# Vestire gli ignudi



## Persa/Ritrovata (23 Novembre 2008)

Stanno pubblicando in edicola messe in scena dei drammi di Pirandello.
Ora è uscito Vestire gli ignudi.
Lo consiglio a tutti.


----------



## Old Confù (23 Novembre 2008)

A me di Pirandello piace molto _A birritta che ciancianeddi_!!!


----------



## Persa/Ritrovata (23 Novembre 2008)

Confù ha detto:


> A me di Pirandello piace molto _A birritta che ciancianeddi_!!!


----------



## Old Confù (23 Novembre 2008)

???


----------



## Persa/Ritrovata (23 Novembre 2008)

Confù ha detto:


> ???


 Cosa vuol dire  A birritta che ciancianeddi!!!


----------



## Old Confù (23 Novembre 2008)

Persa/Ritrovata ha detto:


> Cosa vuol dire  A birritta che ciancianeddi!!!


_Il berretto coi sonagli..._

Fa parte delle opere di teatro dialettali di Pirandello...

è un  dramma, sul tradimento,visto che siamo in tema, in cui il protagonista sostiene che si è effettivamente traditi solo quando la cosa diventa palese alla gente, insomma di per sè, se dall'esterno non gli si attribuisce questa valenza, il tradimento nn sussiste...

è un ribadire che i panni sporchi si lavano in casa...e che se la notizia si sparge per vendetta o per confidenza, automaticamente, la gente riconosce le corna e queste diventano una sorta di berretto coi sonagli sulla testa del tradito!!!

▶ [COMPITI]
a: Risponda alle seguenti domande sulla discussione su Pirandello:
(i) Quale dramma di Pirandello, secondo Persa/Ritrovata, è ora uscito in edicola?
(ii) Con quali parole in italiano viene reso il titolo "A birritta che ciancianeddi"?
(iii) Secondo il protagonista di quel dramma, quando si è effettivamente traditi?
b: Trascriva il passo della discussione su Pirandello che comincia con le parole "è un ribadire" e termina dopo "testa del tradito!!!", sostituendo "panni sporchi" con "panni sudici".
c: Prosegua la discussione su Pirandello a partire dal punto in cui si interrompe.

[Elementi tratti da un dataset]
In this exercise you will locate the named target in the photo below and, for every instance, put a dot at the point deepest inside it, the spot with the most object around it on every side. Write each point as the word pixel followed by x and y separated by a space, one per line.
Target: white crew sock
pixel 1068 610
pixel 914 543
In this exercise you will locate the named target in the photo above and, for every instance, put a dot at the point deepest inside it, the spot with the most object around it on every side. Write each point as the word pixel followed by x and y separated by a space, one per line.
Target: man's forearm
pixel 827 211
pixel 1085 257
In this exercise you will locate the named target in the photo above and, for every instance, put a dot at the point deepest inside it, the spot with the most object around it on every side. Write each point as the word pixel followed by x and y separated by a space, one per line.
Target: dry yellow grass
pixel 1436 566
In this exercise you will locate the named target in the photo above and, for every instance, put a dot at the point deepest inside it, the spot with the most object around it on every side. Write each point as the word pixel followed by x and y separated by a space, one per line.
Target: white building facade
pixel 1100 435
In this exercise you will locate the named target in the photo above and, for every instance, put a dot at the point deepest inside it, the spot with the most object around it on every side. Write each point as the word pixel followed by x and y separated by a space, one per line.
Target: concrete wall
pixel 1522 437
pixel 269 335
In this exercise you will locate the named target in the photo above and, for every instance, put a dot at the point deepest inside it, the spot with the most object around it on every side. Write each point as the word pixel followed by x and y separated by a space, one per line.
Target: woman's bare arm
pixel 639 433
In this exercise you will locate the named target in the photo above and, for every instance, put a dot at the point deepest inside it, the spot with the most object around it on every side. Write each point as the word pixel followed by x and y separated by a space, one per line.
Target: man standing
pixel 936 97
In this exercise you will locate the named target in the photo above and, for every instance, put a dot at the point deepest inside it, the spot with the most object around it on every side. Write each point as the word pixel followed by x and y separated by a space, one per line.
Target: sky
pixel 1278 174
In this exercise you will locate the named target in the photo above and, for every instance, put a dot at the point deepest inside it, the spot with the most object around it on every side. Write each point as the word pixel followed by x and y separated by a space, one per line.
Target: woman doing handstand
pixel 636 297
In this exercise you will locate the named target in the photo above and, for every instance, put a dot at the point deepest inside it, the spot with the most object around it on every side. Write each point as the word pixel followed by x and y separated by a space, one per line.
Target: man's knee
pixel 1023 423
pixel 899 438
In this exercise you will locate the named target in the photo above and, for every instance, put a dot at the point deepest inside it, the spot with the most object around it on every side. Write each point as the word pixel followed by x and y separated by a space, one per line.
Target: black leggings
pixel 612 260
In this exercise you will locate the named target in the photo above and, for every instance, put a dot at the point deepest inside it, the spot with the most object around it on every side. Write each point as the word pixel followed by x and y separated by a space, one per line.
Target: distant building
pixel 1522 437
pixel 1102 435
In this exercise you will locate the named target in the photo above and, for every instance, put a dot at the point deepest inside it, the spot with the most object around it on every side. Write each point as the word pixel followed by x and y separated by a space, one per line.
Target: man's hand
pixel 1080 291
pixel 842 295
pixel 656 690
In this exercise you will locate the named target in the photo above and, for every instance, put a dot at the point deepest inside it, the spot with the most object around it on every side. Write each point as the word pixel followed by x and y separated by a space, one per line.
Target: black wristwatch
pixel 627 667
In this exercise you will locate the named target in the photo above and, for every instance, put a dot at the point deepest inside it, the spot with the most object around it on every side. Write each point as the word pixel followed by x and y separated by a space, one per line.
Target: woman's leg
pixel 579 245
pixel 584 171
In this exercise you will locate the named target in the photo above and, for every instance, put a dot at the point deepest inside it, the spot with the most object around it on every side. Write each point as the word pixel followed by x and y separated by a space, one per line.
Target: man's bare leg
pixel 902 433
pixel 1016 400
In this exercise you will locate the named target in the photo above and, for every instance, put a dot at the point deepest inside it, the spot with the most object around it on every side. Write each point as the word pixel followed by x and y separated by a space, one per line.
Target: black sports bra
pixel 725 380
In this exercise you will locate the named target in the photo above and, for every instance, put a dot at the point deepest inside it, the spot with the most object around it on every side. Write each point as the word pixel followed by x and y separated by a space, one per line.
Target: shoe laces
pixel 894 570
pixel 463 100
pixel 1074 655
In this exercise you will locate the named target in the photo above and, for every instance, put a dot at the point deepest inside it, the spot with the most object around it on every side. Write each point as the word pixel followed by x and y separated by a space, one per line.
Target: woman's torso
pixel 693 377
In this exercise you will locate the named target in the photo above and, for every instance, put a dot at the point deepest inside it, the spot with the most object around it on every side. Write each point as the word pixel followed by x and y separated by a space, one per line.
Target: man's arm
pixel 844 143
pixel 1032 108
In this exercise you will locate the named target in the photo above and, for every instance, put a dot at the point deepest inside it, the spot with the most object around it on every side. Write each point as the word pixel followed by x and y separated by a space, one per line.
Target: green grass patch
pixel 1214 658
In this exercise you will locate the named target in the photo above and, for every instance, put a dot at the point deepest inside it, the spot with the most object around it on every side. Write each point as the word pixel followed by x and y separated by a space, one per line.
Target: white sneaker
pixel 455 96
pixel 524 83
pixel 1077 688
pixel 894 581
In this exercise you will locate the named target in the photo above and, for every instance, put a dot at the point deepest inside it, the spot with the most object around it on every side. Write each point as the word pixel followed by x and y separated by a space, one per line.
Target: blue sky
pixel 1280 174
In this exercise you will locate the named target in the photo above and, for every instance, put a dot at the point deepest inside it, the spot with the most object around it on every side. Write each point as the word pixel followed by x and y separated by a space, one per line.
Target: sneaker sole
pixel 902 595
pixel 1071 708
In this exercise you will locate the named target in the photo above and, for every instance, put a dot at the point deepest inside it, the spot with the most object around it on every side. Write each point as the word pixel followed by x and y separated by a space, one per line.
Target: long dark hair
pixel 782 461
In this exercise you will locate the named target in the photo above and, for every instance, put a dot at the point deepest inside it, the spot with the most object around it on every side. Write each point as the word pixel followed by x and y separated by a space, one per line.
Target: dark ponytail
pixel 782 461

▶ [RISPOSTE ATTESE]
a:
(i) Vestire gli ignudi.
(ii) Il berretto coi sonagli.
(iii) Solo quando la cosa diventa palese alla gente.

b:
è un ribadire che i panni sudici si lavano in casa...e che se la notizia si sparge per vendetta o per confidenza, automaticamente, la gente riconosce le corna e queste diventano una sorta di berretto coi sonagli sulla testa del tradito!!!

c:
Comunque sono diverse le opere teatrli interessanti del buon Luigi!!!!


----------



## Persa/Ritrovata (23 Novembre 2008)

Confù ha detto:


> _Il berretto coi sonagli..._
> 
> Fa parte delle opere di teatro dialettali di Pirandello...
> 
> ...


 La conosco in italiano


----------



## Old Confù (23 Novembre 2008)

La vicenda ha luogo in una cittadina siciliana, e la scena iniziale vede la signora Beatrice Fiorìca nel salotto della propria casa, che in presenza della sua vecchia serva Fana e della Saracena, piange seduta sul divano.
La donna è  disperata, poichè ha appena saputo dalla Saracena che il marito, un banchiere privato, la tradisce con Nina, giovane moglie di un dipendente, lo scrivano Ciampa, che occupa un appartamentino attiguo e comunicante col Banco.
Beatrice allora concepisce un piano per vendicarsi e  far scoppiare lo scandalo.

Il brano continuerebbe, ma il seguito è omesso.